Por el Prof. Dr. Oscar Bottasso

Un empirista en pleno medioevo

El enfoque cartográfico de la Europa cristiana se había venido entroncando con las tradiciones y las leyendas fundadas en interpretaciones religiosas. La tierra aparecía compuesta por tres continentes de idénticas dimensiones.

Autor/a: Profesor Dr. Oscar Bottasso

 

Inventan incesantemente fábulas y mitos; inducen a los "sofistas" a elaborar teorías especulativas sin fundamento; a los "empíricos", a generalizar a partir de datos sin verificar; a los "supersticiosos", a mezclar las creencias y confundir la ciencia con la fe.

Francis Bacon: Los ídolos del Teatro. Novum Organum

 

Después de su trilogía memorable, Verdi escribió una ópera (I Vespri Siciliani), la cual abordaba una cuestión histórica referida al asesinato de los franceses que ocupaban Sicilia. El 30 de marzo de 1282, cuando las campanas de las iglesias de Palermo llamaban al oficio de vísperas se produjo un levantamiento contra la guarnición francesa posteriormente extendido a otros sitios de la isla, que se terminó llevando puesto al reinado de Carlos de Anjou (Carlo I d´Angiò). Al inicio del segundo acto la escenografía representa unas colinas con la capilla de Santa Rosalía y el mar por detrás. Un hombre acaba de desembarcar, Giovanni da Procida vuelto del exilio quien tras de pisar tierra da riendas sueltas a su regocijo por un momento tan ansiado.[1]

 

La isla acarreaba un largo historial de ocupaciones por parte de distintos ejércitos. Promediando el siglo XI una facción de aventureros normandos, los Hauteville (Altavilla), habían conseguido arrebatársela a los bizantinos. Uno de los descendientes Ruggero, afianzó la conquista tomando plena posesión de ella, con el beneplácito del Papa, quien miraba con buenos ojos a los normandos, tanto por su apego a la religión, cuanto por sus generosidades para con la Iglesia. Ruggero, con título de conde y soberano de Sicilia falleció en 1101, y así el poder paso a su hijo, quien en 1130 consiguió que el Santo Padre lo declarara rey con el nombre de Ruggero II. Se trataba de un monarca bastante fuera de tono para aquellos reyes cristianos, dado su estilo de vida bastante oriental, al punto que sottovoce se lo apodaba el “sultán bautizado”. Su formación estuvo en manos de griegos y musulmanes, transmisores de un profundo interés por la indagación científica. Era corpulento, con barba y cabellos oscuros; que obraba con una combinación de diplomacia, sabiduría y destreza por lo que su reinado llegó a ser considerado un faro de luz para aquellos tiempos. Circulaban por allí destacados filósofos, matemáticos, doctores, geógrafos y poetas. Según testimonios escritos abundaba en saberes fruto de un profundo estudio de las ciencias imperantes por ese entonces.

———

* INSTRUCCIÓN 1 *
Según el texto sobre la Sicilia medieval, ¿qué clases de personas ilustradas circulaban por el reino de Ruggero II? Enuméralas todas.
* INSTRUCCIÓN 2 *
Prosigue el texto sobre la Sicilia medieval a partir de su última oración.
Los datos no desempeñan ningún papel en esto.

———

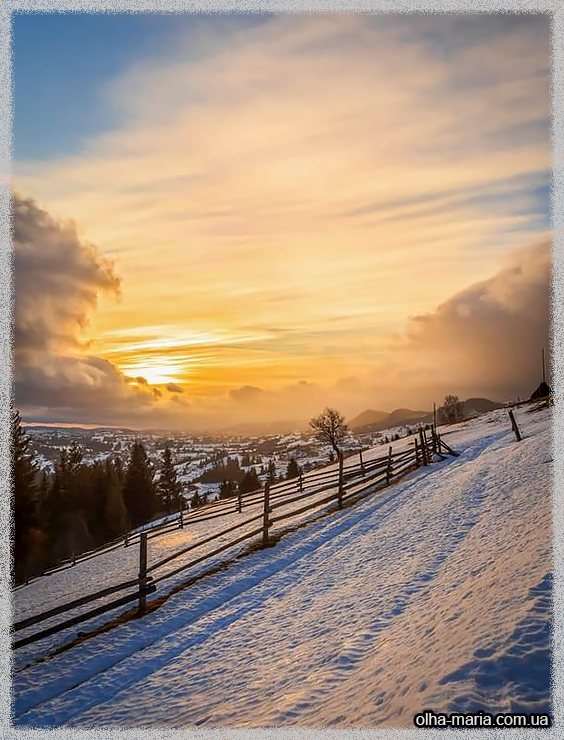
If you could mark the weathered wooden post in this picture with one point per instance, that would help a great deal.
(435, 442)
(423, 447)
(142, 574)
(340, 494)
(514, 425)
(266, 511)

———

* RESPUESTA ESCRITA 1 *
Filósofos, matemáticos, doctores, geógrafos y poetas.

* RESPUESTA ESCRITA 2 *
 

Enterado de las contribuciones efectuadas por los árabes en ese terreno, Ruggero II convocó al célebre geógrafo andalusí Al-Idrisi para encomendarle un extraordinario desafío, la confección de la Tabula Rogeriana. El estudioso, había nacido en Ceuta en el año 1100, cuando la ciudad estaba ocupada por los almorávides. Su pertenencia a una familia noble le permitió educarse en Córdoba, uno de los centros más salientes de la península ibérica, en tanto que su afección por viajar lo había llevado a conocer no solo Iberia, sino el norte de África y Oriente tomando nota de cualquier dato de interés surgido de tales travesías.

 

En el año 1138, el palacio real de Palermo atestiguó un encuentro largamente esperado entre un atípico rey cristiano y un distinguido hombre de ciencia musulmán. Cuenta la historia que a poco de ingresar al recinto, Ruggero II se levantó para tomarlo de la mano y conducirlo hasta un lugar donde se dispusieron a conversar sobre el proyecto por el cual el erudito había sido convocado: la confección del primer mapa que representara cabalmente el mundo conocido. Por esa época solo se contaba con cartas de navegación las cuales mostraban líneas costeras, cabos, bahías, y puertos donde los navegantes acudían en busca de agua y provisiones.

 

El soberano tenía en mente algo que a la par de servir como carta de travesía, debía abarcar la totalidad de la tierra explorada para confeccionar una representación explicativa y fidedigna de la geografía planetaria. Consecuentemente, la misión confiada a Al-Idrisi era casi hercúlea: recoger y evaluar todos los conocimientos geográficos disponibles a partir de libros y la información proporcionada por observadores sobre tal o cual territorio, con la mayor exactitud posible.

 

Para llevar a cabo el proyecto, Ruggero II fundó una academia de geógrafos encabezados por él mismo y Al-Idrisi como secretario permanente. Su propósito consistía en estar al corriente de las condiciones exactas de su reino y el mundo en que hallaba inserto incluido los aspectos climáticos, geográficos al igual que las vías de conexión.

 

Acusado de traidor por servir a un rey de otra confesión, Al-Idrisi trabajó en el proyecto alrededor de 18 años, utilizando un método científico que habría hecho las delicias de lo que muchos siglos después aplicaron los empiristas. Empleó los apuntes tomados durante sus viajes en paralelo a recopilar todas las referencias del mundo oriental y occidental.

 

El enfoque cartográfico de la Europa cristiana se había venido entroncando con las tradiciones y las leyendas fundadas en interpretaciones religiosas. La tierra aparecía compuesta por tres continentes de idénticas dimensiones –Asia, África y Europa–espaciados por reducidas extensiones de agua, sin dejar de lado la existencia de seres monstruos fabulosos, sirenas, dragones que moraban en las regiones más inexploradas.

 

Pero los musulmanes tenían un basamento mucho más aproximado de la topografía, fundamentalmente ligada a su floreciente y abarcadora actividad comercial. Estos mercaderes, peregrinos o funcionarios se valían de los “libros de caminos”, en los cuales constaban las rutas, condiciones de viaje y por supuesto las ciudades.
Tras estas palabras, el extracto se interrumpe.